# Start of Page

X, y = load_diabetes(return_X_y=True)
pipe  = make_pipeline(PolynomialFeatures(), StandardScaler(), Ridge())
grid  = {'polynomialfeatures__degree': [1, 2, 3],
         'ridge__alpha': np.logspace(-3, 3, 8)}

gs = GridSearchCV(pipe, grid, cv=5, scoring='r2', n_jobs=-1)
gs.fit(X, y)

results = pd.DataFrame(gs.cv_results_)
pivot = results.pivot_table(
    index='param_polynomialfeatures__degree',
    columns='param_ridge__alpha',
    values='mean_test_score'
)

fig, ax = plt.subplots(figsize=(10, 4))
im = ax.imshow(pivot.values, aspect='auto', cmap='RdYlGn',
               vmin=pivot.values.min(), vmax=pivot.values.max())
plt.colorbar(im, ax=ax, label='CV R\u00b2')

ax.set_xticks(range(len(pivot.columns)))
ax.set_xticklabels([f'{a:.2g}' for a in pivot.columns], rotation=45, ha='right')
ax.set_yticks(range(len(pivot.index)))
ax.set_yticklabels(pivot.index)
ax.set_xlabel(r'Ridge alpha ($\lambda$)')
ax.set_ylabel('Polynomial degree')
ax.set_title('Hyperparameter search surface — 5-fold CV R\u00b2')

# Mark best
best_r = pivot.values.argmax() // pivot.shape[1]
best_c = pivot.values.argmax() %  pivot.shape[1]
ax.plot(best_c, best_r, 'w*', markersize=14, label='Best')
ax.legend()
plt.tight_layout()
plt.show()

print(f"Best: degree={gs.best_params_['polynomialfeatures__degree']}  alpha={gs.best_params_['ridge__alpha']:.3g}  R\u00b2={gs.best_score_:.4f}")

Bayesian Optimisation

Grid and random search are memoryless — each trial is independent. Bayesian optimisation builds a surrogate model of the objective function (Gaussian Process or Tree Parzen Estimator) and uses it to decide which hyperparameters to try next. It focuses trials where improvements are most likely.

Available libraries: scikit-optimize (skopt), optuna, hyperopt, bayesian-optimization.

The cell below uses scikit-optimize if installed, otherwise falls back to a manual illustration.

%matplotlib inline
import numpy as np
import matplotlib.pyplot as plt
from sklearn.datasets import load_diabetes
from sklearn.linear_model import Ridge
from sklearn.preprocessing import StandardScaler
from sklearn.pipeline import make_pipeline
from sklearn.model_selection import cross_val_score

X, y = load_diabetes(return_X_y=True)

try:
    from skopt import gp_minimize
    from skopt.space import Real
    from skopt.utils import use_named_args

    space = [Real(1e-4, 1e3, prior='log-uniform', name='alpha')]
    scores_by_trial = []

    @use_named_args(space)
    def objective(alpha):
        pipe = make_pipeline(StandardScaler(), Ridge(alpha=alpha))
        sc   = cross_val_score(pipe, X, y, cv=3, scoring='r2').mean()
        scores_by_trial.append((alpha, sc))

# End of Page

> **Stated problem**
Can you duplicate the part of the hyperparameter tuning page that runs from "ax.set_yticklabels(pivot.index)" down to "ax.legend()"? Nothing in the listing that follows is needed.

# Start of Data block

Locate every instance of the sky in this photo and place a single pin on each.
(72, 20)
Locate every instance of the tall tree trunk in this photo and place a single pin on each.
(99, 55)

# End of Data block

> **Task answer**
ax.set_yticklabels(pivot.index)
ax.set_xlabel(r'Ridge alpha ($\lambda$)')
ax.set_ylabel('Polynomial degree')
ax.set_title('Hyperparameter search surface — 5-fold CV R\u00b2')

# Mark best
best_r = pivot.values.argmax() // pivot.shape[1]
best_c = pivot.values.argmax() %  pivot.shape[1]
ax.plot(best_c, best_r, 'w*', markersize=14, label='Best')
ax.legend()